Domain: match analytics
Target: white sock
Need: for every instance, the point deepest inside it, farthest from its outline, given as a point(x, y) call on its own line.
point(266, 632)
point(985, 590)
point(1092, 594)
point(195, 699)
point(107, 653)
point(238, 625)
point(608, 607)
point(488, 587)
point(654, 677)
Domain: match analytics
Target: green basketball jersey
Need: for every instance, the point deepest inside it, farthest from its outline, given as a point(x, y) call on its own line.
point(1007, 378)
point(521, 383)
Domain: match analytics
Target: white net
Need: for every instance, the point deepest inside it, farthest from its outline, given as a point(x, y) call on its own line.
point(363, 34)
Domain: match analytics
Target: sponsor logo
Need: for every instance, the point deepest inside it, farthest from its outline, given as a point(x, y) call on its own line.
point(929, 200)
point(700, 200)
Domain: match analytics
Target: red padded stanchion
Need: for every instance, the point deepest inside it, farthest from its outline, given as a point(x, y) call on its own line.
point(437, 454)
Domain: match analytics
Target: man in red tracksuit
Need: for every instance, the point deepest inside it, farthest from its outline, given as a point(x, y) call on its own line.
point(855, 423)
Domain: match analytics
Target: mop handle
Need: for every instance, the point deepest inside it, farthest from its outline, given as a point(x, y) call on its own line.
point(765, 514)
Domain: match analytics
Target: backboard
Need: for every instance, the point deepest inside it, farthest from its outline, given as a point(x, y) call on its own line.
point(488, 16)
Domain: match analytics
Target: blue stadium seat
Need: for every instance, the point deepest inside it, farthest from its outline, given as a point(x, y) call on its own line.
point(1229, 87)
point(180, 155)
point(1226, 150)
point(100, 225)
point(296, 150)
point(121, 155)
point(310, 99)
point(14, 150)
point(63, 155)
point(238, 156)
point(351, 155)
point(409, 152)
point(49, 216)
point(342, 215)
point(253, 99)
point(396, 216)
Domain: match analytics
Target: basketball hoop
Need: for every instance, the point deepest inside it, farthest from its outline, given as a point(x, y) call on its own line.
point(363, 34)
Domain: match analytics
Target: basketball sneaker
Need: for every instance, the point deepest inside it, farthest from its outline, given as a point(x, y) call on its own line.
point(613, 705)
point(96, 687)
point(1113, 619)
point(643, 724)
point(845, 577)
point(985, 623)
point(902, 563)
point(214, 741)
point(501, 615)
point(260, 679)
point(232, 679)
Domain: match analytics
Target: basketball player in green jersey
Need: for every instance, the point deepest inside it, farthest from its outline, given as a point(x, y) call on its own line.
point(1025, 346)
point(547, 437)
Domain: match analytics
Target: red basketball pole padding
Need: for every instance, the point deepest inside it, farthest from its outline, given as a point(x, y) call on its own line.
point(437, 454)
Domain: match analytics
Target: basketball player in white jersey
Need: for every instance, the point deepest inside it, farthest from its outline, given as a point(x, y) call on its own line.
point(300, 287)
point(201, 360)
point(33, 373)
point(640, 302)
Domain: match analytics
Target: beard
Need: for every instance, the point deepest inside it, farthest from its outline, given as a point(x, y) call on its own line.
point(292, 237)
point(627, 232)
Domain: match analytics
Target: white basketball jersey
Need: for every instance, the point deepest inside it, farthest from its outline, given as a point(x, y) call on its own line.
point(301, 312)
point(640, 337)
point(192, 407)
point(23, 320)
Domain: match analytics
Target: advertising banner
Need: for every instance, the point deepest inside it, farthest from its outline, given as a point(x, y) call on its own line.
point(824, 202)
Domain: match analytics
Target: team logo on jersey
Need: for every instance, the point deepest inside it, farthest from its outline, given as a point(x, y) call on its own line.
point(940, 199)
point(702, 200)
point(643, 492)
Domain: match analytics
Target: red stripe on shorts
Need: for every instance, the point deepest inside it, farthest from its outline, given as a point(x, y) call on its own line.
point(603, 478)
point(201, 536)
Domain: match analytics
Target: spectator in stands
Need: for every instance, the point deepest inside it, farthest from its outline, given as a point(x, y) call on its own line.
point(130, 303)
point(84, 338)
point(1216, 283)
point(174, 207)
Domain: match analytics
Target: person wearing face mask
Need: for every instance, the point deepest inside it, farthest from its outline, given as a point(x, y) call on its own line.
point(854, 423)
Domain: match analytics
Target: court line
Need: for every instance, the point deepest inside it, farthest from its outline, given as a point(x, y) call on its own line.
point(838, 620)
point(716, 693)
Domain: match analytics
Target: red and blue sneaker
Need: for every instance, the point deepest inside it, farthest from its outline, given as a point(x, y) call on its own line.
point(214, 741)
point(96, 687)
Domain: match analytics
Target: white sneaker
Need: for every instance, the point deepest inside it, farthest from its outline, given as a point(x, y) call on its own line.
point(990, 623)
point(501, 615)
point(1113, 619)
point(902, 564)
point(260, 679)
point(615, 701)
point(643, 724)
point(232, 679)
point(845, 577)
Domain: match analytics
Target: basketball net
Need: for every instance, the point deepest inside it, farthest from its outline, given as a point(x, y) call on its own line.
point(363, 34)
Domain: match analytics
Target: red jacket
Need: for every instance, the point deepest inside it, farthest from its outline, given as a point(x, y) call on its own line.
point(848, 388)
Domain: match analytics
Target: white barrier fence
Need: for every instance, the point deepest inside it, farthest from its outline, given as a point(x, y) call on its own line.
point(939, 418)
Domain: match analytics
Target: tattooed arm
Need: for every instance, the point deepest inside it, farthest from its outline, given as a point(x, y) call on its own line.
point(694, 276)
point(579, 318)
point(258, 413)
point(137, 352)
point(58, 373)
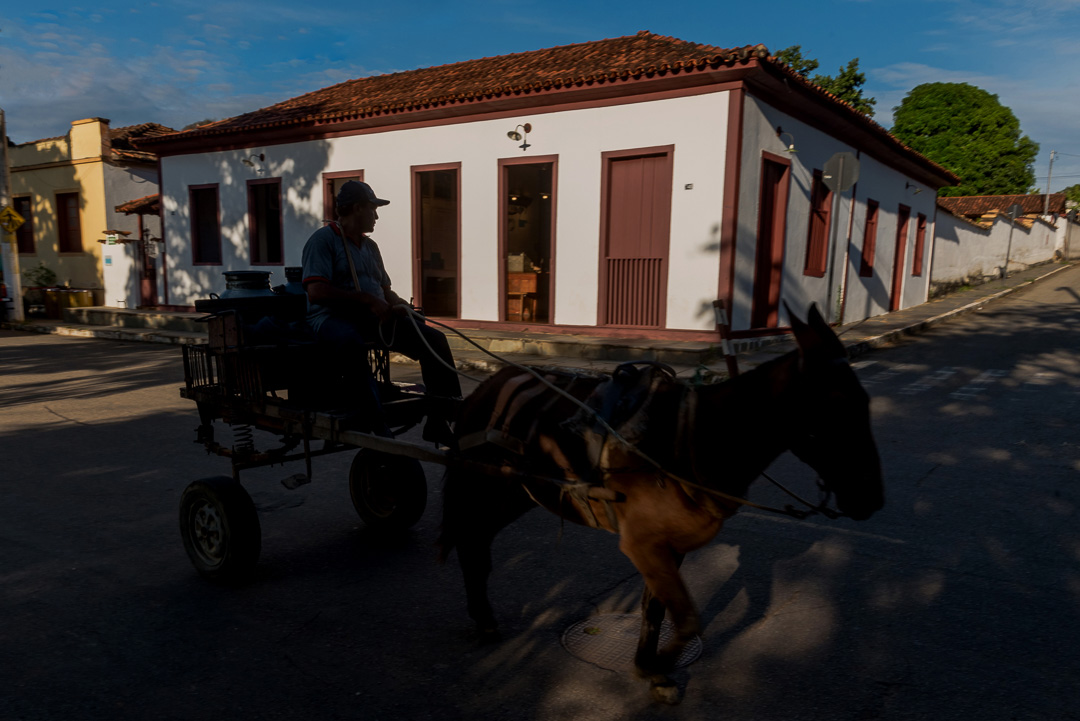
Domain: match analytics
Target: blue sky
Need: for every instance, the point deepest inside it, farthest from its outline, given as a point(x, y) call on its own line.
point(181, 60)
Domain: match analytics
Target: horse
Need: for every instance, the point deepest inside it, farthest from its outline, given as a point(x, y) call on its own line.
point(660, 461)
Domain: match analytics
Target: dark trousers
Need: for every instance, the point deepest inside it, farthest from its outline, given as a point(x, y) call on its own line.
point(429, 347)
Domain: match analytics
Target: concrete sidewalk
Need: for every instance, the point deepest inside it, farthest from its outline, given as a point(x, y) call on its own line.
point(686, 357)
point(859, 337)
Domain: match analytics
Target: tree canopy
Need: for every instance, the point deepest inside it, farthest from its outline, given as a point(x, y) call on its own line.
point(968, 131)
point(847, 84)
point(1071, 193)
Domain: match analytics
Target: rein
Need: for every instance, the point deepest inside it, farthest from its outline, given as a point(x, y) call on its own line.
point(687, 415)
point(788, 509)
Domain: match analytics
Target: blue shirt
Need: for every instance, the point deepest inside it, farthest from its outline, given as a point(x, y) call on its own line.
point(324, 260)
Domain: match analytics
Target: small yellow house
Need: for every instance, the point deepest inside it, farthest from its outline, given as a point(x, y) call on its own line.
point(67, 189)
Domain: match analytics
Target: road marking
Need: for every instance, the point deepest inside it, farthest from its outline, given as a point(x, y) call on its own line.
point(977, 386)
point(930, 381)
point(887, 375)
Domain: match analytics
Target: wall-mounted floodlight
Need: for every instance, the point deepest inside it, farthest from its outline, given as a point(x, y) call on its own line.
point(788, 147)
point(524, 135)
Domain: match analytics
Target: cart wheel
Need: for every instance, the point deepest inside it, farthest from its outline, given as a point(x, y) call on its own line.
point(389, 492)
point(220, 529)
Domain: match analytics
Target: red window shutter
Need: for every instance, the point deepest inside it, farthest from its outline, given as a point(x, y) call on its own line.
point(869, 240)
point(821, 202)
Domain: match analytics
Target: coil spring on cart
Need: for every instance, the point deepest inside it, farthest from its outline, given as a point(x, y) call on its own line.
point(243, 438)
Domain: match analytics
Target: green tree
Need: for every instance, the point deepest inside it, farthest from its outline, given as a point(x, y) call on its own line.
point(1071, 193)
point(968, 131)
point(793, 57)
point(847, 84)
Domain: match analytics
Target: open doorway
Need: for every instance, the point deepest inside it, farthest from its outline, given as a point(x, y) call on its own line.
point(436, 239)
point(527, 191)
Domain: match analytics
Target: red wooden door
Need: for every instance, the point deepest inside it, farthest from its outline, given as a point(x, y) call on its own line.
point(898, 264)
point(771, 230)
point(635, 243)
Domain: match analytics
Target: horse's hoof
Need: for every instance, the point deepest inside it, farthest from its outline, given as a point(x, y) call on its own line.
point(488, 635)
point(665, 692)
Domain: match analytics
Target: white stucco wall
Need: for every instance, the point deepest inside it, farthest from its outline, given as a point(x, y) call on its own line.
point(864, 296)
point(120, 262)
point(966, 253)
point(696, 125)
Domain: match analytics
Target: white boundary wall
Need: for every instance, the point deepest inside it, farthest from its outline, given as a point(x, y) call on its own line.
point(964, 253)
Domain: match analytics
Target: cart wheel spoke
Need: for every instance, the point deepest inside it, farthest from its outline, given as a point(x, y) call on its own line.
point(219, 528)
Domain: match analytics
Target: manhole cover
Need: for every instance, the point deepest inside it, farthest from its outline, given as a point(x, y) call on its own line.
point(610, 641)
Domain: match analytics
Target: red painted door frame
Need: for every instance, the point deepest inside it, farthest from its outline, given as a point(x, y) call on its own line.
point(771, 232)
point(903, 218)
point(503, 208)
point(660, 230)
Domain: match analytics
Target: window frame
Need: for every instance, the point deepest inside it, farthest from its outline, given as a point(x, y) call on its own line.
point(64, 229)
point(24, 234)
point(196, 260)
point(253, 227)
point(819, 225)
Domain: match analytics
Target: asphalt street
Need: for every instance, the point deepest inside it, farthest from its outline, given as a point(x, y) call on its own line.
point(959, 600)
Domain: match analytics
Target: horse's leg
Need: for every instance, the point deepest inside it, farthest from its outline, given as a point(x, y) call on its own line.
point(652, 617)
point(664, 589)
point(648, 663)
point(475, 511)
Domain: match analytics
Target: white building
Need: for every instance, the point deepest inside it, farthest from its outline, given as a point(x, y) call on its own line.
point(648, 178)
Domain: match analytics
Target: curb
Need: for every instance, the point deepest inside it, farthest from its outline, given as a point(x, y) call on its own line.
point(892, 336)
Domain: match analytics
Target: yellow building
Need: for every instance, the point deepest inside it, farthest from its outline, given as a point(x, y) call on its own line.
point(67, 189)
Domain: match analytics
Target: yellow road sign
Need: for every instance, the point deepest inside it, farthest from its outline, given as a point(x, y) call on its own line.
point(11, 220)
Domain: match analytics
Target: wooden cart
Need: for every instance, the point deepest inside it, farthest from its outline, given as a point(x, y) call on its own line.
point(316, 403)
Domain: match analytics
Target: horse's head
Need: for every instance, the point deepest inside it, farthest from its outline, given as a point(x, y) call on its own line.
point(832, 420)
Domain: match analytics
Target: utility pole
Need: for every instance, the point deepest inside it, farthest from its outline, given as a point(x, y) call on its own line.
point(1050, 173)
point(10, 250)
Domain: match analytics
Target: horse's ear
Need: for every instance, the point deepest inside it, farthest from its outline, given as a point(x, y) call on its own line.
point(814, 318)
point(814, 337)
point(800, 329)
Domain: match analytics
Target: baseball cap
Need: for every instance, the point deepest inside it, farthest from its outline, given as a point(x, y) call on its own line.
point(353, 191)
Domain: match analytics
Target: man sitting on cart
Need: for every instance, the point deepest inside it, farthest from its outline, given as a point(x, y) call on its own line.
point(348, 314)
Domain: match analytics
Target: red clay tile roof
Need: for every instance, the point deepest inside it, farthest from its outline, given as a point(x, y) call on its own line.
point(581, 65)
point(145, 205)
point(979, 205)
point(595, 62)
point(123, 140)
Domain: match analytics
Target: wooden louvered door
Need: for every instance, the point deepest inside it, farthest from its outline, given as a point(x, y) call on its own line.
point(636, 228)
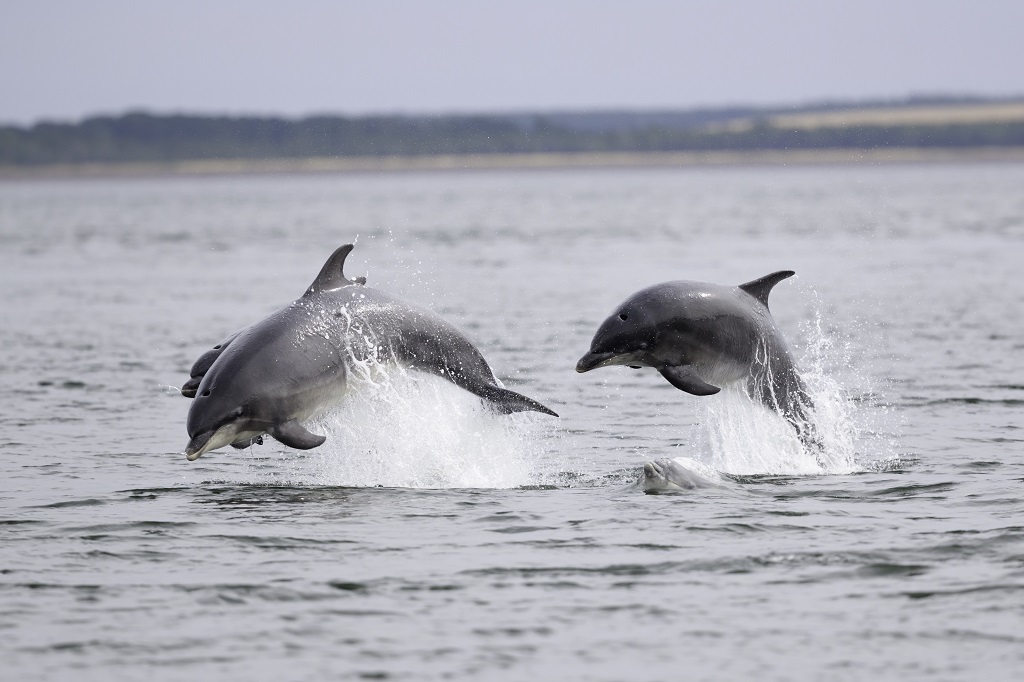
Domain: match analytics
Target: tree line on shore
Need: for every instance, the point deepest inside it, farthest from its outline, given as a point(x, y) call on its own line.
point(150, 137)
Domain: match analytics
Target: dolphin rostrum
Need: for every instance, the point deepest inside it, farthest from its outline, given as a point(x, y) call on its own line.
point(294, 365)
point(702, 336)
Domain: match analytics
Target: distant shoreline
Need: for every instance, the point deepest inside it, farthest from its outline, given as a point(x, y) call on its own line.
point(538, 161)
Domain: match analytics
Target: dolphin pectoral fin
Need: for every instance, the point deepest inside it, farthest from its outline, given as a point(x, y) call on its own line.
point(295, 435)
point(202, 366)
point(685, 379)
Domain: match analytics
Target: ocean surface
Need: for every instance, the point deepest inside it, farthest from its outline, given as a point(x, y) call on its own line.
point(430, 539)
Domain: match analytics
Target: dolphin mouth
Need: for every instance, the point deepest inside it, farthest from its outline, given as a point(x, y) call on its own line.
point(199, 445)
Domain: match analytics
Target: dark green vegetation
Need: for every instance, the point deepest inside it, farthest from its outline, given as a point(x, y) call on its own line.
point(147, 137)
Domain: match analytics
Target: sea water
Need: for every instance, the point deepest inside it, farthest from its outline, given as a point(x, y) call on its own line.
point(431, 539)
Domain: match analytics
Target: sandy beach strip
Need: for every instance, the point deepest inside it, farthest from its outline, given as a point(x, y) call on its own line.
point(517, 162)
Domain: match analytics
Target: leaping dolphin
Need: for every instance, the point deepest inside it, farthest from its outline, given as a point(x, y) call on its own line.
point(294, 365)
point(700, 336)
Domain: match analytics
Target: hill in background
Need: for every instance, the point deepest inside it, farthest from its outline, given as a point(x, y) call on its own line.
point(141, 137)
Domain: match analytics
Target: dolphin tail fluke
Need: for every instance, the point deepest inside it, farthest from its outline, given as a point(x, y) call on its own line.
point(295, 435)
point(685, 379)
point(507, 401)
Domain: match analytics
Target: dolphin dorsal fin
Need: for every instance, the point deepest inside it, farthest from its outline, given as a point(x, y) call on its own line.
point(332, 275)
point(760, 289)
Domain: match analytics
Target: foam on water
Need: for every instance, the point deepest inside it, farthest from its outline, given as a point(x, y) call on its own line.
point(737, 435)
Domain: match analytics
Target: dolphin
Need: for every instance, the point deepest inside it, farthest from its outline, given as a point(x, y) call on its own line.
point(701, 336)
point(677, 474)
point(271, 376)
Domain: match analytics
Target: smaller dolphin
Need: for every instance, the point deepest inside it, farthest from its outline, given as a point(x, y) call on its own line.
point(678, 474)
point(700, 336)
point(293, 366)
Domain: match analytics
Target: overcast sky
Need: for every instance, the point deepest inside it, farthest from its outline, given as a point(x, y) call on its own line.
point(68, 58)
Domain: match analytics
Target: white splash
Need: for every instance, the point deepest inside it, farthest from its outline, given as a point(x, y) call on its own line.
point(737, 435)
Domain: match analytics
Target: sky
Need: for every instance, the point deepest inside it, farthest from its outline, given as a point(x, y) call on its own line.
point(66, 59)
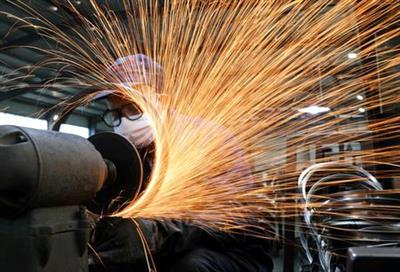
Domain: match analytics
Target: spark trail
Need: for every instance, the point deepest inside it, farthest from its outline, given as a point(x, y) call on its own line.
point(236, 74)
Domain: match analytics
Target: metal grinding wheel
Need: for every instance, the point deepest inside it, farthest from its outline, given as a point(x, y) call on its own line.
point(129, 169)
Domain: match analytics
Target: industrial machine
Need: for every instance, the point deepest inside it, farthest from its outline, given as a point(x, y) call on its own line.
point(48, 183)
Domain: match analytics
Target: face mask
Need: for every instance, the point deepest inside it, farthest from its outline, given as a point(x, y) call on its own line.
point(139, 132)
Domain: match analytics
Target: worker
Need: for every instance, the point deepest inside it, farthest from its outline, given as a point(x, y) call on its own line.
point(174, 245)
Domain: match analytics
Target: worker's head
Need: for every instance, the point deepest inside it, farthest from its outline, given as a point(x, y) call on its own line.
point(125, 117)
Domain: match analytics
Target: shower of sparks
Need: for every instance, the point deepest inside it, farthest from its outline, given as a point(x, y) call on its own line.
point(238, 79)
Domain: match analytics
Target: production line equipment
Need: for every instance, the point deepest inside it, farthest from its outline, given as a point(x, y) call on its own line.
point(49, 183)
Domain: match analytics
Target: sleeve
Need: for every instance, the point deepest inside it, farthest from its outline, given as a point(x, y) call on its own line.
point(123, 241)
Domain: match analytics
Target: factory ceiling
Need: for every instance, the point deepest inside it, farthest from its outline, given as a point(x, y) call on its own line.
point(17, 58)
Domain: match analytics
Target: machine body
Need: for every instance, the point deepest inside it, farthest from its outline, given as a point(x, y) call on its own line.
point(47, 180)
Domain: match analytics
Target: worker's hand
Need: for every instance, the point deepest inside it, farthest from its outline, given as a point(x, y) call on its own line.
point(116, 241)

——————

▶ _AIM OF THE EXERCISE_
Please copy only the lines between the first line of the entries and the line with "Target: mop handle", keeping those two end lines as well, exactly as written.

▶ _RESPONSE TO THE EXERCISE_
Domain: match analytics
Target: white sock
Need: for every instance, the point deepest inside it, farthest from its outline, given as a point(x, y) call on its own line.
point(266, 632)
point(985, 590)
point(1092, 594)
point(195, 699)
point(107, 653)
point(238, 625)
point(608, 607)
point(488, 587)
point(654, 677)
Domain: match analytics
Target: green basketball jersey
Need: for every instance, the point deepest inside it, farthest from its outline, given as a point(x, y) call on its own line.
point(1007, 378)
point(521, 383)
Domain: match analytics
Target: white net
Need: for every instance, the point deepest inside it, farthest from its outline, given as a point(x, y) call on its own line.
point(363, 34)
Domain: match analytics
Target: sponsor logo
Need: for every instance, the point deepest inside it, farthest from its outline, given as a point(x, y) call on its own line.
point(929, 200)
point(700, 200)
Domain: match analytics
Target: red padded stanchion
Need: for every instance, the point deepest inside it, farthest from its outline, given as a point(x, y) call on its own line.
point(437, 454)
Domain: match analytics
Target: man in red tracksuit
Need: for every instance, the point deepest inside it, farthest from its outline, given as a point(x, y) call on its own line.
point(855, 423)
Domain: match analytics
Target: mop handle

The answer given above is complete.